▸ **EXERCISE GOAL**
Collect all lines containing the word "sample" from the data.

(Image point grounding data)
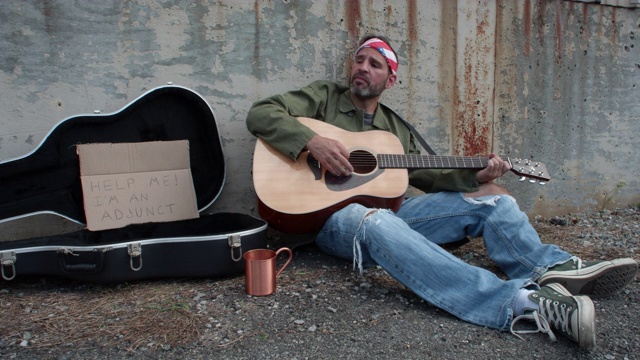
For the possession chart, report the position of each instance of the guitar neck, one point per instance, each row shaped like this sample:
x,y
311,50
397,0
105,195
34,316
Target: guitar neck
x,y
523,167
400,161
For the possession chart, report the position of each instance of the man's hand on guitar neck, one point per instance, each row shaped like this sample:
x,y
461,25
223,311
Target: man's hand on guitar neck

▸ **RESPONSE BOX**
For the possession chart, report the position of each instance of the guitar neck, one point per instance, each row shaped like this sample:
For the possession chart, report the position of each instance of the man's hand on guitar neck, one point per instance, each row shaped like this sample:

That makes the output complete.